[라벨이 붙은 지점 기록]

========

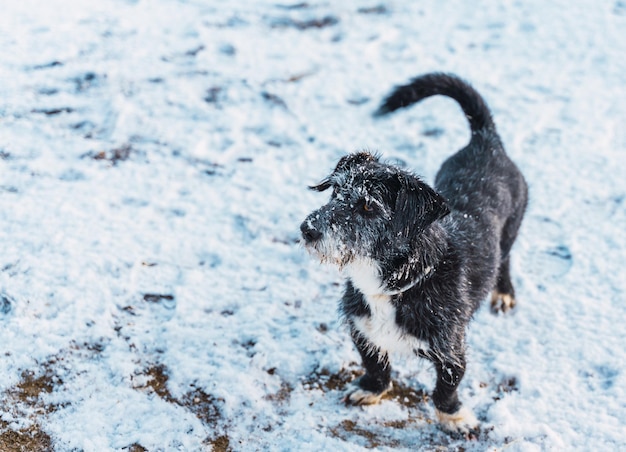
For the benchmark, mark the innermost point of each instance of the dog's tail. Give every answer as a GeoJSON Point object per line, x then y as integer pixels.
{"type": "Point", "coordinates": [471, 102]}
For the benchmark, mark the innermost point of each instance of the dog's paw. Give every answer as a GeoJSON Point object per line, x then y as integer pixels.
{"type": "Point", "coordinates": [501, 302]}
{"type": "Point", "coordinates": [358, 397]}
{"type": "Point", "coordinates": [463, 421]}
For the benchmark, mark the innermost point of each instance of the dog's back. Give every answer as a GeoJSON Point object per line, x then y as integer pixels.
{"type": "Point", "coordinates": [485, 191]}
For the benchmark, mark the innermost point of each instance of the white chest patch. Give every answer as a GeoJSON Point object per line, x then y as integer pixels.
{"type": "Point", "coordinates": [380, 328]}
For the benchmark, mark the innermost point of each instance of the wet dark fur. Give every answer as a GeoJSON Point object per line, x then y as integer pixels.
{"type": "Point", "coordinates": [440, 252]}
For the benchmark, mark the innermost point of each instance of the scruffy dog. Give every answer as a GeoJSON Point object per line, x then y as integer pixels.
{"type": "Point", "coordinates": [420, 260]}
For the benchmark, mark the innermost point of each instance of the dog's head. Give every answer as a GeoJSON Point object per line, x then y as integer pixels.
{"type": "Point", "coordinates": [376, 210]}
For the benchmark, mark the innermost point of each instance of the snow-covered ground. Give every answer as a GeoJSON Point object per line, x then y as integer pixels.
{"type": "Point", "coordinates": [154, 159]}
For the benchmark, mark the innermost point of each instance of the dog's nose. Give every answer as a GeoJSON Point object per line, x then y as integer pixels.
{"type": "Point", "coordinates": [309, 233]}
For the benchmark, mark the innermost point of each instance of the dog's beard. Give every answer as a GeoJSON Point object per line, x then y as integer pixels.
{"type": "Point", "coordinates": [330, 250]}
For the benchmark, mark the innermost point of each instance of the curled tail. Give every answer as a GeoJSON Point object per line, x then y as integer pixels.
{"type": "Point", "coordinates": [471, 102]}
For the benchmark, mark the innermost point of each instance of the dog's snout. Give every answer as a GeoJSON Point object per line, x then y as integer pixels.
{"type": "Point", "coordinates": [309, 233]}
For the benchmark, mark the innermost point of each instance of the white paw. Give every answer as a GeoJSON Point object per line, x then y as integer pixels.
{"type": "Point", "coordinates": [359, 396]}
{"type": "Point", "coordinates": [463, 421]}
{"type": "Point", "coordinates": [501, 302]}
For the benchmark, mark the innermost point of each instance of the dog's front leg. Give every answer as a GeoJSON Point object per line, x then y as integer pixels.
{"type": "Point", "coordinates": [451, 414]}
{"type": "Point", "coordinates": [372, 386]}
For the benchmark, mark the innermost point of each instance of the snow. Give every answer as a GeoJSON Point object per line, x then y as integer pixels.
{"type": "Point", "coordinates": [155, 158]}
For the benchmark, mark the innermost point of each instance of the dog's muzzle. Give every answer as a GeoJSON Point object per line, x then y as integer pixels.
{"type": "Point", "coordinates": [309, 233]}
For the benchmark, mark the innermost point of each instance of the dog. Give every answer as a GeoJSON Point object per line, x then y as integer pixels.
{"type": "Point", "coordinates": [420, 260]}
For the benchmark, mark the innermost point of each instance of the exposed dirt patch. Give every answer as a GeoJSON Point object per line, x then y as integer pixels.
{"type": "Point", "coordinates": [206, 407]}
{"type": "Point", "coordinates": [282, 395]}
{"type": "Point", "coordinates": [24, 439]}
{"type": "Point", "coordinates": [24, 401]}
{"type": "Point", "coordinates": [325, 380]}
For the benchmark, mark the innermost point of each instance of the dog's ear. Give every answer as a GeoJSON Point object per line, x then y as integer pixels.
{"type": "Point", "coordinates": [417, 206]}
{"type": "Point", "coordinates": [323, 185]}
{"type": "Point", "coordinates": [345, 165]}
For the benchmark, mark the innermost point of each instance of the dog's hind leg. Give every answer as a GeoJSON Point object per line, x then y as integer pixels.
{"type": "Point", "coordinates": [451, 414]}
{"type": "Point", "coordinates": [372, 386]}
{"type": "Point", "coordinates": [503, 295]}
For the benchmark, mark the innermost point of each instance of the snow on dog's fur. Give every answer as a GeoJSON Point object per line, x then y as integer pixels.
{"type": "Point", "coordinates": [420, 260]}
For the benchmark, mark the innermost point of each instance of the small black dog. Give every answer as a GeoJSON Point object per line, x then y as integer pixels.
{"type": "Point", "coordinates": [420, 260]}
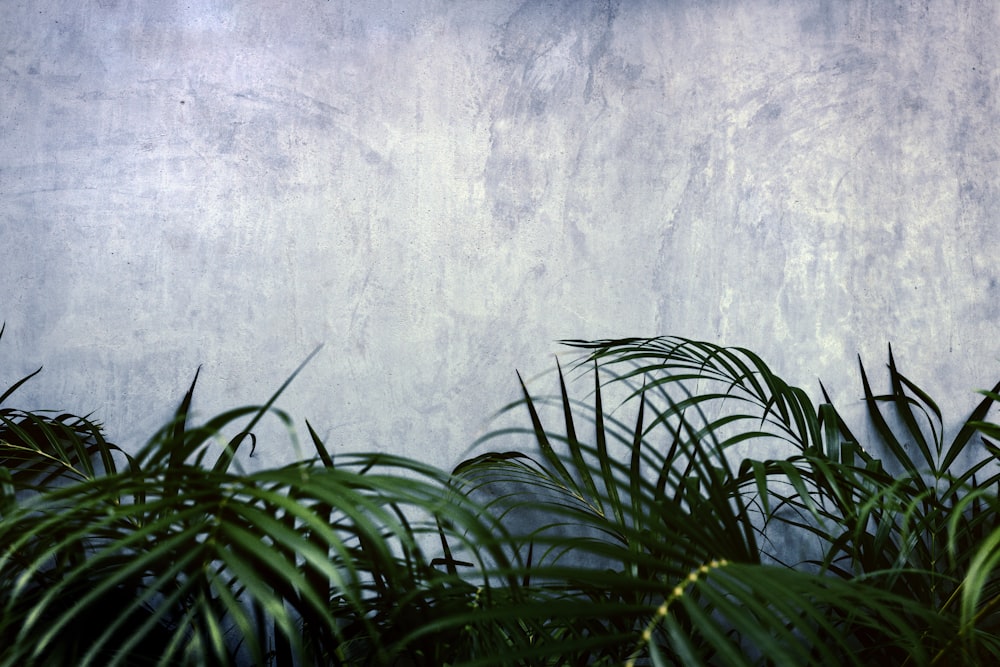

========

위 기록에서 "tail"라는 단어가 들어 있는 줄은 어느 것인가요? 그런 줄을 모두 찾아 한 줄도 빠짐없이 옮겨 적으세요.

(결과):
For the benchmark, mark the innermost point of each instance of the dog's tail. Give every answer as a GeoJSON Point object per line, x then y as integer pixels.
For the benchmark, mark the innermost point of each instance of the curled tail. Give every answer as a GeoJSON Point object per line, x then y as integer pixels.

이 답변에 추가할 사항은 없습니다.